→ **Stated problem**:
Filter the data below down to the lines containing the string "item", copying each one. Treat uppercase and lowercase as different.

Records drawn from a data source:
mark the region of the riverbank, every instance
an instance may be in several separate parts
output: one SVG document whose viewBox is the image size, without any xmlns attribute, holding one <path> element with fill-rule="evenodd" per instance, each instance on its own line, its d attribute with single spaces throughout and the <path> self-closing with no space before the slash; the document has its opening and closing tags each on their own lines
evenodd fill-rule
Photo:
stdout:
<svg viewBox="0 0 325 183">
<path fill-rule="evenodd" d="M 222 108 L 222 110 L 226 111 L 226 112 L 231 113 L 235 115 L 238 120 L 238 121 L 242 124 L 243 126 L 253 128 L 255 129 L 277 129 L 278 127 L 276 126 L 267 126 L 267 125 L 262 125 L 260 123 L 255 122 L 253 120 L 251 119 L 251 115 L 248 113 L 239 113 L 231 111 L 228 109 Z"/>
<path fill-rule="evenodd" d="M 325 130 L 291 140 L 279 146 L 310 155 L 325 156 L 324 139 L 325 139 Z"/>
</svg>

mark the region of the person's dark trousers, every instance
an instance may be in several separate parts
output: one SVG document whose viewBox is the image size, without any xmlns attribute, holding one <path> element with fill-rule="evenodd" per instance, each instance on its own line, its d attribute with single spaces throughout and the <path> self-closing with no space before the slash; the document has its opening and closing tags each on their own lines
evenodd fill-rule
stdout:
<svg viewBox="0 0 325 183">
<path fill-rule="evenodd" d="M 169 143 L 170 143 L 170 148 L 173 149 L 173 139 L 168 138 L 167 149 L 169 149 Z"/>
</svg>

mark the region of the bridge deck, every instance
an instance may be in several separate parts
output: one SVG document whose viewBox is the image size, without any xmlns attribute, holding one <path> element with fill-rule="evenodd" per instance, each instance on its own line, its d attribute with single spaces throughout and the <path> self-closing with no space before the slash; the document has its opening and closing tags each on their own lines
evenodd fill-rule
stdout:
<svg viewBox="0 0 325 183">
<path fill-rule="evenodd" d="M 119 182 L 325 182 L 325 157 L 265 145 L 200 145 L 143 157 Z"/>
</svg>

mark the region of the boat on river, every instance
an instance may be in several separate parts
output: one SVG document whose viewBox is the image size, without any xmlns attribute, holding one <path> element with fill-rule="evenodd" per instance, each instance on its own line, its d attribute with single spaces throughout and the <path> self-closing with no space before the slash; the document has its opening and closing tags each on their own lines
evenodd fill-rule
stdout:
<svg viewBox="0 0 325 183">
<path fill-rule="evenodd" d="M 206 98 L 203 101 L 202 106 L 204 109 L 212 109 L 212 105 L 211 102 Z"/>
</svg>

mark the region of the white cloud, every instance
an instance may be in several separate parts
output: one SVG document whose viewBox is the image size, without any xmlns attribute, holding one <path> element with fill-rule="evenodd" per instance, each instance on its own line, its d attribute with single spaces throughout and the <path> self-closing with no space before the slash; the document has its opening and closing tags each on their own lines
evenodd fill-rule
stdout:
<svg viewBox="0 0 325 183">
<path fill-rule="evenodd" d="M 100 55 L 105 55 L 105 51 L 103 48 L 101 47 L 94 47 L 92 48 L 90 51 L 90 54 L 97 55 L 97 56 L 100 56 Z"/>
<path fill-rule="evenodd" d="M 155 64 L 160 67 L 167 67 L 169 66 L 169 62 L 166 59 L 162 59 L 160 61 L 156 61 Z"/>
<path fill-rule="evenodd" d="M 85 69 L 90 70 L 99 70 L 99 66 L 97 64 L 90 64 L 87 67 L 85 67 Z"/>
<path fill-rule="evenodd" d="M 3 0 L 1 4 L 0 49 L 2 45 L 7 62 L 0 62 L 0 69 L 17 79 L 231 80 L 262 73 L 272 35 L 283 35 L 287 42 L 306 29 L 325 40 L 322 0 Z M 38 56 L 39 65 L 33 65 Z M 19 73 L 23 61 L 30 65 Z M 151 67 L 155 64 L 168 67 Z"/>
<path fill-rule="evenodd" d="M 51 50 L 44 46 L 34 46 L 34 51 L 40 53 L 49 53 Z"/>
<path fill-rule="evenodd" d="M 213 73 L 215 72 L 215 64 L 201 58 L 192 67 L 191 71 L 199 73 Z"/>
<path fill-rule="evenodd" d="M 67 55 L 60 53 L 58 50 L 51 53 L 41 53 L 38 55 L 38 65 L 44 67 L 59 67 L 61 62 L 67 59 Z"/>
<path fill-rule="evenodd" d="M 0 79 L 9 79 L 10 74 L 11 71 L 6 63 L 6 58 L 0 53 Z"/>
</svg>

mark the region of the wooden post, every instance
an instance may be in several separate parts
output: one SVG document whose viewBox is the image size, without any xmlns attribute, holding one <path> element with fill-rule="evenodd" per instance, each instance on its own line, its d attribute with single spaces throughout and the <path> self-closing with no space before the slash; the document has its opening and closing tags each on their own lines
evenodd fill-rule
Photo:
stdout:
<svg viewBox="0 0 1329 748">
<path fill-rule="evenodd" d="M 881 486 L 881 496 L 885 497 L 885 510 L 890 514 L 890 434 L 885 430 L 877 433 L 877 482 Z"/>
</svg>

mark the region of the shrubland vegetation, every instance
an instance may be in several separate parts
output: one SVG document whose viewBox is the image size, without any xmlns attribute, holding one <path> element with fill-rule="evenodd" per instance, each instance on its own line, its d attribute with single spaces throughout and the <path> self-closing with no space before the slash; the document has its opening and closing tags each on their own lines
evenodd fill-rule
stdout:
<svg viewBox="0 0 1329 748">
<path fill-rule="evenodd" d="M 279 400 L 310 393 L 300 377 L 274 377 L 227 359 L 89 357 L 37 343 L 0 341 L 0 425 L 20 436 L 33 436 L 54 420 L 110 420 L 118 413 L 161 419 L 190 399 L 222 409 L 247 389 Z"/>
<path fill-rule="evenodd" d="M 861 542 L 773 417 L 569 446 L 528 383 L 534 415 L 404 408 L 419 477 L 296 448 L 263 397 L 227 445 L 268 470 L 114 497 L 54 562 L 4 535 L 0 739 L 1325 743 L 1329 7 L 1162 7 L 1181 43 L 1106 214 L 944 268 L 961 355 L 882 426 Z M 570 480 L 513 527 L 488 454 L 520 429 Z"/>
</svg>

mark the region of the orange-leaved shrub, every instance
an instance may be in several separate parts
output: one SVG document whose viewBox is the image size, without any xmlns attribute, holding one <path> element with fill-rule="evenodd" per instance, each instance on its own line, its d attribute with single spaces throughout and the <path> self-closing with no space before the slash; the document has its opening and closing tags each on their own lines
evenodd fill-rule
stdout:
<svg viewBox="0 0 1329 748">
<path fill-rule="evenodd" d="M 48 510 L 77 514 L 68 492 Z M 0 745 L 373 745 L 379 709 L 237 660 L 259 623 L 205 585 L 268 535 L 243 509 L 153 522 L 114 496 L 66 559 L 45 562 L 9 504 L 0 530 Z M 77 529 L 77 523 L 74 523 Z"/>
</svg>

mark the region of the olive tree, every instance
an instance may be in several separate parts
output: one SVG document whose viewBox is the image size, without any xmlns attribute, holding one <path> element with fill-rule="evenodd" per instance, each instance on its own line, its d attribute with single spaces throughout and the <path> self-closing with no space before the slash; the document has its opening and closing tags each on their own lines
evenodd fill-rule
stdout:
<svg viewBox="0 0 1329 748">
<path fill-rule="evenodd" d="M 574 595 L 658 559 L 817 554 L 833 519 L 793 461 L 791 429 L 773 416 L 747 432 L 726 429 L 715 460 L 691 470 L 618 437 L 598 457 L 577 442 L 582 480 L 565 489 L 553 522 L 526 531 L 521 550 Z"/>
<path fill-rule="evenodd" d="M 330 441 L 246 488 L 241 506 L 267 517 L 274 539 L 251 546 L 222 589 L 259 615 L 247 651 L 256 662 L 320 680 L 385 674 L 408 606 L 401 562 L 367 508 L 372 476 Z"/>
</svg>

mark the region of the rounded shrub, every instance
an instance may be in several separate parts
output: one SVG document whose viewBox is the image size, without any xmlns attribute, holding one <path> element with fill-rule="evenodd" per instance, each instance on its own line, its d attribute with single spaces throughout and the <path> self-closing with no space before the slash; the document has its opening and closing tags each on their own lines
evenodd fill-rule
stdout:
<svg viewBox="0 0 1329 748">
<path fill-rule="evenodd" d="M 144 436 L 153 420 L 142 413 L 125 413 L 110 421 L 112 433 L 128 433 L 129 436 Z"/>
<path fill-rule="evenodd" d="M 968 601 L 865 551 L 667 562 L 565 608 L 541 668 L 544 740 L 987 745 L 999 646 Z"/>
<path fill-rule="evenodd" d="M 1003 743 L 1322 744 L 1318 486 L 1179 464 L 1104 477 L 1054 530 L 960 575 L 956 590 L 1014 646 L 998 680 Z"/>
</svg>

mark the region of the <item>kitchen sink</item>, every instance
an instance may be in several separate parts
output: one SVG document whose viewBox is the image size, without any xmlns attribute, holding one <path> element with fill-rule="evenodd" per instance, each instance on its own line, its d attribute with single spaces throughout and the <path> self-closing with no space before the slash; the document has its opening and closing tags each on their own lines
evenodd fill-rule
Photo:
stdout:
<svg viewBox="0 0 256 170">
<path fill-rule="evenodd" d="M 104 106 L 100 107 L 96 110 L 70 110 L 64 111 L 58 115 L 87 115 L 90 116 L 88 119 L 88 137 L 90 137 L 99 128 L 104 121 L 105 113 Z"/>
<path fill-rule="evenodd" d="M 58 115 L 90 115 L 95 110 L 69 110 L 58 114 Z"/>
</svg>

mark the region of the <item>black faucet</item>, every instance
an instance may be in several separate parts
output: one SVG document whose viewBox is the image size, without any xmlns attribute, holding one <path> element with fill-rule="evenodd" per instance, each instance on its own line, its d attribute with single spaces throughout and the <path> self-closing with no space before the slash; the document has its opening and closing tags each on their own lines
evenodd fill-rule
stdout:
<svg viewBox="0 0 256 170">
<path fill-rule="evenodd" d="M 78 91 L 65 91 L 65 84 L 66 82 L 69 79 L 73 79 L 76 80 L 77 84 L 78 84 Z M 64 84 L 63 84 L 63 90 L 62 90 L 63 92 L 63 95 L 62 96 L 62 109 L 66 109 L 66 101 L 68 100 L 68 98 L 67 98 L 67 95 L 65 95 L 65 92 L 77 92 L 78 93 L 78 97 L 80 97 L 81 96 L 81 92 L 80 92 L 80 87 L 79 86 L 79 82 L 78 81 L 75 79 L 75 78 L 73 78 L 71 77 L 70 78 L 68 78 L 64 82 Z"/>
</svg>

→ **The answer**:
mark the region of the <item>kitchen sink</item>, every instance
mark the region of the <item>black faucet</item>, every instance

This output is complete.